> [Trecho]:
====================

Polícia apreende quadro sob acusação de apologia à pedofilia - Daniel Novaes/Divulgação
Polícia apreende quadro sob acusação de apologia à pedofilia Imagem: Daniel Novaes/Divulgação

Lucas Borges Teixeira

Colaboração para o UOL

15/09/2017 14h23

Uma exposição no Museu de Arte Contemporânea de Campo Grande (Marco) tornou-se alvo de uma nova polêmica sobre liberdade de expressão e arte no Brasil. Três deputados fizeram um boletim de ocorrência para aumentar a classificação indicativa da mostra Cadafalso. Uma das obras acabou apreendida pela polícia por suposta apologia à pedofilia.

Na última quinta-feira (14), o deputado estadual do Mato Grosso do Sul Paulo Siufi (PMDB) recebeu imagens da Cadafalso, da artista plástica mineira Alessandra Cunha, exposta no Marco desde 19 de junho. Com pinturas fortes, a obra tem como proposta denunciar a violência contra a mulher.

====================

> [Registros de origem]:
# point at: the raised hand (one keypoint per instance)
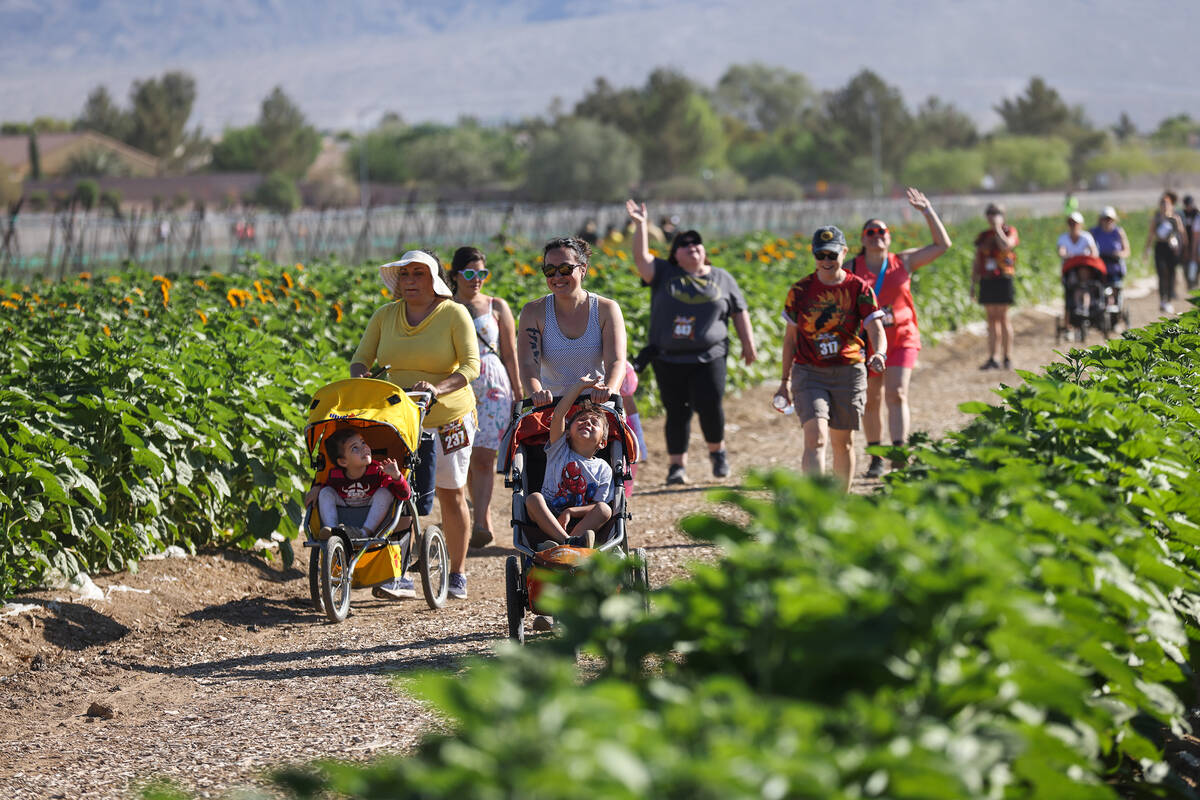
(637, 214)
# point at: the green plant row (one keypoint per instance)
(1014, 617)
(145, 410)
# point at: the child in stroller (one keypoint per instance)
(357, 481)
(1085, 296)
(577, 485)
(525, 459)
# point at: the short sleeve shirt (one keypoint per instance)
(689, 313)
(991, 259)
(829, 319)
(1083, 246)
(573, 480)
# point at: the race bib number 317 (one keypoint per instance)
(828, 346)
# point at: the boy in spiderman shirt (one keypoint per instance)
(577, 485)
(355, 482)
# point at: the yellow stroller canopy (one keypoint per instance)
(365, 403)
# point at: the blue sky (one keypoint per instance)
(348, 62)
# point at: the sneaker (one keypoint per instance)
(586, 537)
(876, 468)
(480, 537)
(395, 589)
(677, 475)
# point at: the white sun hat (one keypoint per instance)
(388, 272)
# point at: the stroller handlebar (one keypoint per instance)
(555, 401)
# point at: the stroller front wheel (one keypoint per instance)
(335, 579)
(435, 565)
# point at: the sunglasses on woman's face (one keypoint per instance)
(565, 269)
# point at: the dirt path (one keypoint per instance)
(216, 667)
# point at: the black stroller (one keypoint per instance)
(1086, 299)
(522, 462)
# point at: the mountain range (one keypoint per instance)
(347, 64)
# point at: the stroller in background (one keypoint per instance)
(1086, 299)
(522, 461)
(389, 419)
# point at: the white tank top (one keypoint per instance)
(565, 360)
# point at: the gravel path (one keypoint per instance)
(213, 669)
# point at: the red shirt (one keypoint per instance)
(829, 318)
(357, 492)
(895, 301)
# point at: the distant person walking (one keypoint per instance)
(691, 306)
(891, 276)
(1167, 235)
(823, 354)
(991, 282)
(1191, 217)
(498, 373)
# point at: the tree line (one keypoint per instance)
(760, 131)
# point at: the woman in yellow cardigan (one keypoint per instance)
(426, 342)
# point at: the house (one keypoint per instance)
(57, 150)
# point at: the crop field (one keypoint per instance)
(1015, 614)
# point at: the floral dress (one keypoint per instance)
(493, 392)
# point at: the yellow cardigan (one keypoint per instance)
(444, 343)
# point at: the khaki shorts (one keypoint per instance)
(837, 394)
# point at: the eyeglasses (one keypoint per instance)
(550, 270)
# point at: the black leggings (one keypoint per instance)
(1164, 264)
(687, 388)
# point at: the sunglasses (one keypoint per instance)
(550, 270)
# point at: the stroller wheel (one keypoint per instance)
(335, 579)
(643, 577)
(514, 599)
(435, 566)
(315, 578)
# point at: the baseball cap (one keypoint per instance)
(388, 271)
(828, 238)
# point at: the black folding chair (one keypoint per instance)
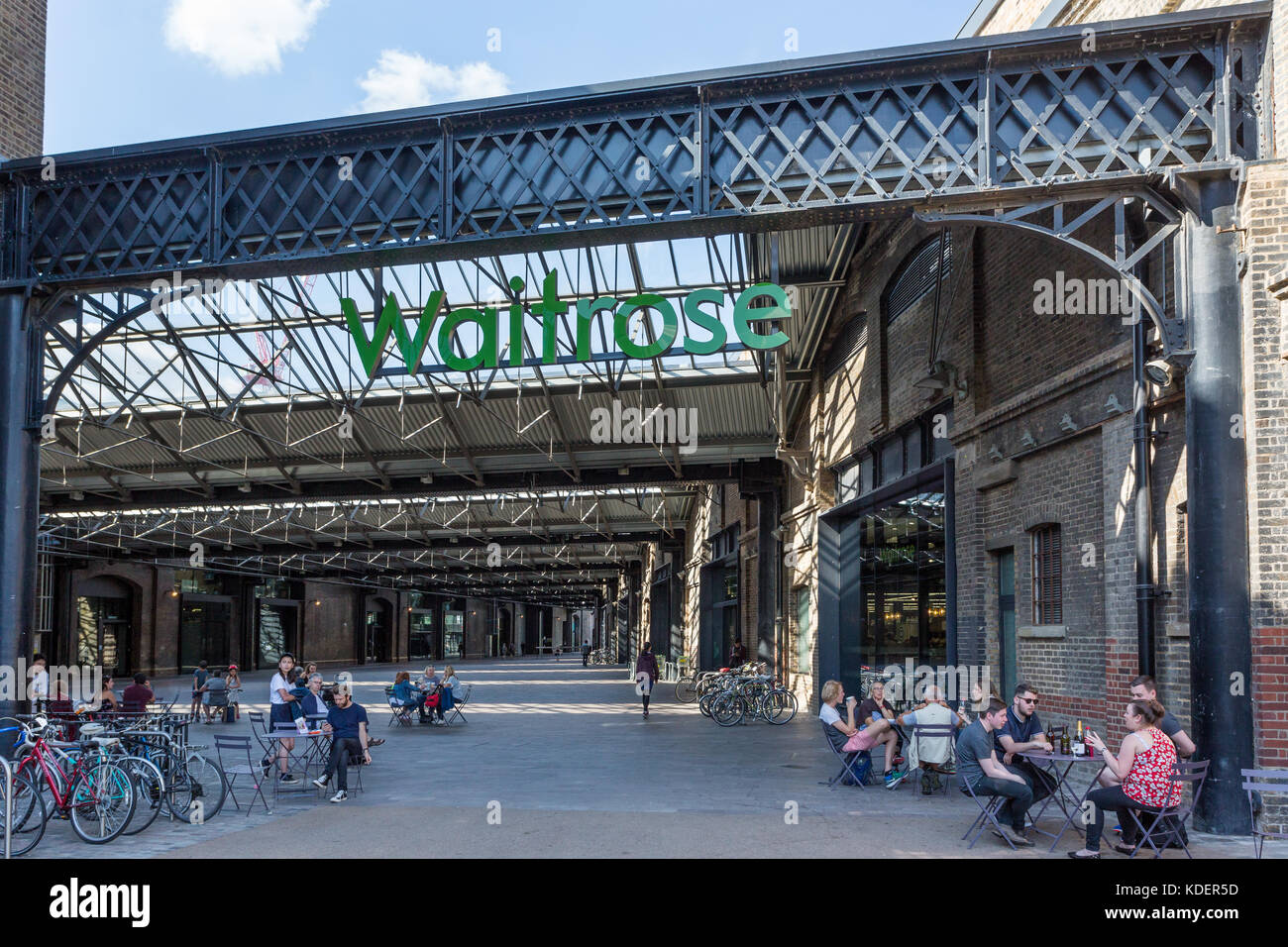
(237, 746)
(987, 813)
(1175, 815)
(458, 702)
(1260, 781)
(941, 731)
(850, 768)
(400, 714)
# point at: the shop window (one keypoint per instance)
(1047, 605)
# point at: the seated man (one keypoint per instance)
(857, 738)
(1144, 688)
(876, 714)
(1021, 732)
(930, 753)
(347, 723)
(978, 768)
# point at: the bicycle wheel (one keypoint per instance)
(198, 789)
(101, 801)
(728, 710)
(150, 791)
(27, 825)
(686, 690)
(780, 706)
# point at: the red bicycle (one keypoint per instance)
(95, 793)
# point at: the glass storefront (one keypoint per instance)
(454, 634)
(902, 581)
(102, 631)
(884, 570)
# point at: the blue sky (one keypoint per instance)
(142, 69)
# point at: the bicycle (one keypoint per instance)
(193, 788)
(687, 688)
(756, 694)
(97, 795)
(27, 815)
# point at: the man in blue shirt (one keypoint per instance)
(347, 723)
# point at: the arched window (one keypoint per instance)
(917, 275)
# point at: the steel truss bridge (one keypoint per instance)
(163, 420)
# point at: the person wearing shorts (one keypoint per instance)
(645, 674)
(859, 738)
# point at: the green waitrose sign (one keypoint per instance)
(490, 322)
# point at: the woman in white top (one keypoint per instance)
(451, 690)
(279, 712)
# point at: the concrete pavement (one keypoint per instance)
(557, 761)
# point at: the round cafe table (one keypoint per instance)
(1052, 763)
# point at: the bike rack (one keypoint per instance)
(8, 805)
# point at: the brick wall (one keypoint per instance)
(22, 77)
(329, 635)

====================

> [Tarefa a realizar]:
Responda com base no trecho sobre a mostra Cadafalso:
(a) Em qual museu a exposição está montada?
(b) Quantos deputados registraram o boletim de ocorrência?
(c) Desde que data a Cadafalso está exposta no Marco?
Os registros provêm de outra fonte.

> [Resultado do exercício]:
(a) No Museu de Arte Contemporânea de Campo Grande (Marco).
(b) Três deputados.
(c) Desde 19 de junho.